_TEXTE PROPOSÉ_.
- - - -
A huit heures du matin, Buendia, rassuré sur le sort de son avant-garde, qui n’avait pas rencontré l’ennemi, se préparait à lever le Camp de Tarapaca et à donner l’ordre du départ quand on signala la présence d’une colonne chilienne. Commandée par le lieutenant-colonel Vergara, elle avait gagné dans la nuit les hauteurs qui dominaient Tarapaca au nord. Couronnant ces crêtes, elle se préparait à aborder celles du sud, plus élevées, et à enfermer les Péruviens dans un cercle de feux. Pour gagner les mamelons du sud, la colonne chilienne devait redescendre dans le ravin et gravir les pentes opposées. Deux autres colonnes débouchaient également sur Tarapaca, remontant le cours de la vallée, dont elles fermaient l’issue. Surpris par cette attaque imprévue, Buendia expédia en toute hâte un messager pour transmettre l’ordre à son avant-garde de revenir à marches forcées sur Tarapaca. Escorté du colonel Suarez, il parcourut les rangs de ses troupes pour les encourager à la résistance ; leur attitude révélait une résolution froide, la conscience du danger, la hâte d’en venir aux mains et de venger sur l’ennemi les outrages de la fortune. Le premier choc fut terrible. Les bataillons péruviens se ruent sur la colonne chilienne, qui hésite et recule. Les deux autres avancent pour la soutenir, mais leur artillerie ne peut entrer en ligne, on se bat corps à corps ; les canons chiliens, pris et repris, sont démontés, les attelages tués. A une heure de l’après-midi, les Péruviens l’emportaient. Une charge de cavalerie chilienne permet à l’infanterie de reprendre haleine ; les rangs se reforment, le combat recommence. Départ et d’autre, on ne fait pas de prisonniers. Les troupes de Buendia commencent à plier, il donne l’ordre de battre en retraite ; mais, à ce moment même, la tête de colonne de son avant-garde débouchait sur le champ de bataille.
- - - -
_TRAVAIL DEMANDÉ_.
1 - Répondez brièvement aux questions suivantes d'après le récit du combat de Tarapaca.
(a) Qui commandait la colonne chilienne signalée à huit heures du matin ?
(b) Quel officier escortait Buendia lorsqu'il parcourut les rangs de ses troupes ?
(c) À quelle heure les Péruviens l'emportaient-ils ?
2 - D'après le récit du combat de Tarapaca, pourquoi la colonne chilienne devait-elle redescendre dans le ravin ? Répondez en une à trois phrases.

Données d'annotation par points
- - - -
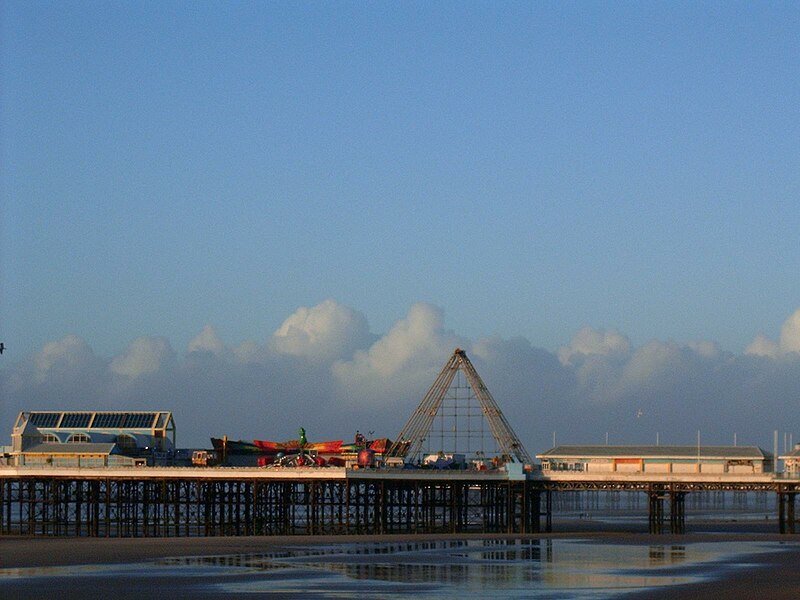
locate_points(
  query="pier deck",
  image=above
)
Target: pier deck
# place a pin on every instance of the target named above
(186, 501)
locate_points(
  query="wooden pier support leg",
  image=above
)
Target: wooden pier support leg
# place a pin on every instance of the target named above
(656, 512)
(548, 523)
(677, 516)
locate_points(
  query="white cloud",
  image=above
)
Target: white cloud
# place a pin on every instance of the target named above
(67, 355)
(323, 370)
(789, 340)
(324, 333)
(763, 346)
(144, 355)
(590, 341)
(404, 357)
(790, 333)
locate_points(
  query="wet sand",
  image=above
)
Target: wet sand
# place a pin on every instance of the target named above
(772, 575)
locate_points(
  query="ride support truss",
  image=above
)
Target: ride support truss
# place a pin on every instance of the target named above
(409, 442)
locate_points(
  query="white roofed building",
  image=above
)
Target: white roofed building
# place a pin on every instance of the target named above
(658, 459)
(92, 438)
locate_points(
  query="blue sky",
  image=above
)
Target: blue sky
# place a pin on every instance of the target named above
(531, 169)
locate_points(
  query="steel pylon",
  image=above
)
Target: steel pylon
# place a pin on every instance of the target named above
(410, 440)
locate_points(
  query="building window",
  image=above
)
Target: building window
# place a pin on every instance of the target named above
(126, 442)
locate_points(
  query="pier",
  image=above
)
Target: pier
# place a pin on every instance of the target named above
(87, 474)
(233, 501)
(153, 502)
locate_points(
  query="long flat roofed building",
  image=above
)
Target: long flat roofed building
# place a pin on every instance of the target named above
(661, 460)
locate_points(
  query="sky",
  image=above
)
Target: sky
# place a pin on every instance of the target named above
(256, 214)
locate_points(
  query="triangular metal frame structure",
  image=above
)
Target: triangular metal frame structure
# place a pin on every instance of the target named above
(410, 440)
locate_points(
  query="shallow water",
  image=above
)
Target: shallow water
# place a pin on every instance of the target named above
(549, 568)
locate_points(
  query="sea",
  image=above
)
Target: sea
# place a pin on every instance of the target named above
(570, 566)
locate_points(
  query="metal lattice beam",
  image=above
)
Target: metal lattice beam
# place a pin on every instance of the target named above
(410, 440)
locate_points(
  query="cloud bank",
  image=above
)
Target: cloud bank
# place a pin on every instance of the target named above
(324, 370)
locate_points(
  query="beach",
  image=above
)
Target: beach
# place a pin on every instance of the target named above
(772, 574)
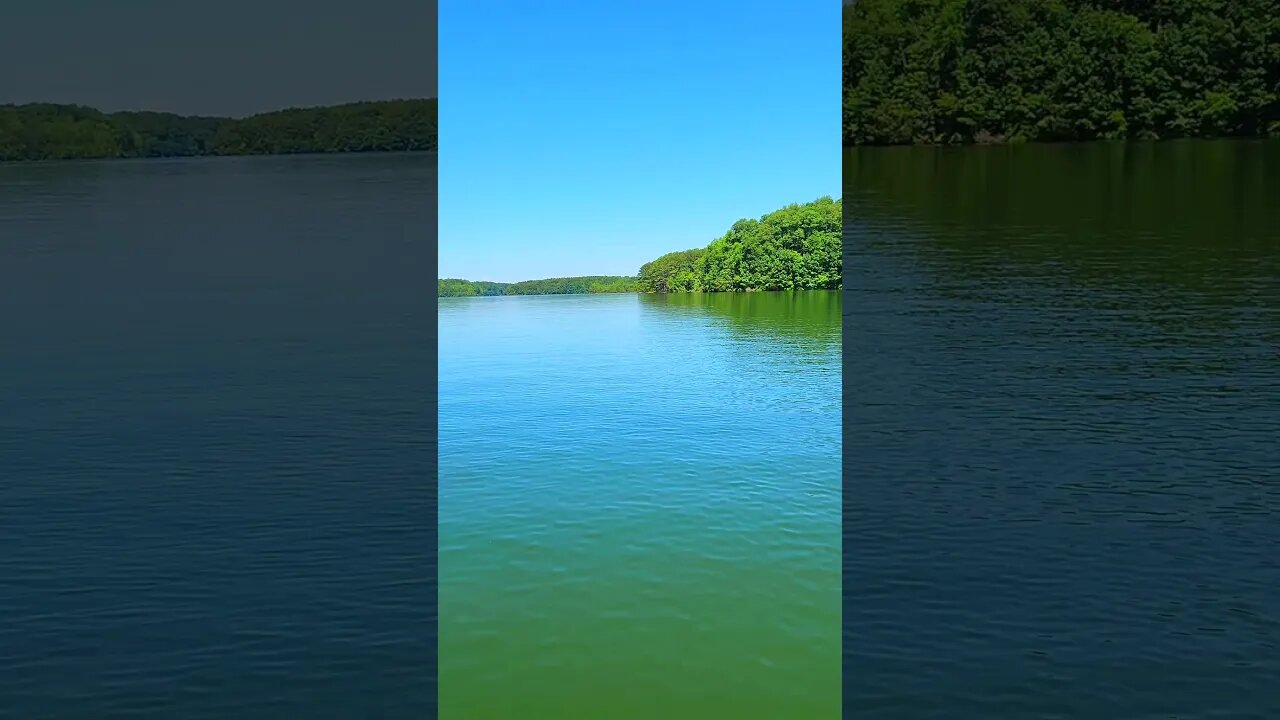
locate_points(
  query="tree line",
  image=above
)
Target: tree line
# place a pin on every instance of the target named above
(455, 287)
(796, 247)
(59, 132)
(991, 71)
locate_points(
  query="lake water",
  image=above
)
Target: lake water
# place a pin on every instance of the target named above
(216, 438)
(1063, 409)
(640, 506)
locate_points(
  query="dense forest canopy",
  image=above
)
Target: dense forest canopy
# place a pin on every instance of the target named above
(796, 247)
(453, 287)
(55, 132)
(974, 71)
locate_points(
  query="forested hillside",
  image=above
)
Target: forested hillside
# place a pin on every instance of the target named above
- - - -
_RÉSULTATS PAR EXERCICE_.
1 -
(a) Le lieutenant-colonel Vergara.
(b) Le colonel Suarez.
(c) À une heure de l'après-midi.

2 - Cette colonne, qui couronnait les hauteurs du nord, se préparait à aborder les crêtes du sud, plus élevées, pour enfermer les Péruviens dans un cercle de feux. Pour gagner ces mamelons du sud, elle devait redescendre dans le ravin et gravir les pentes opposées.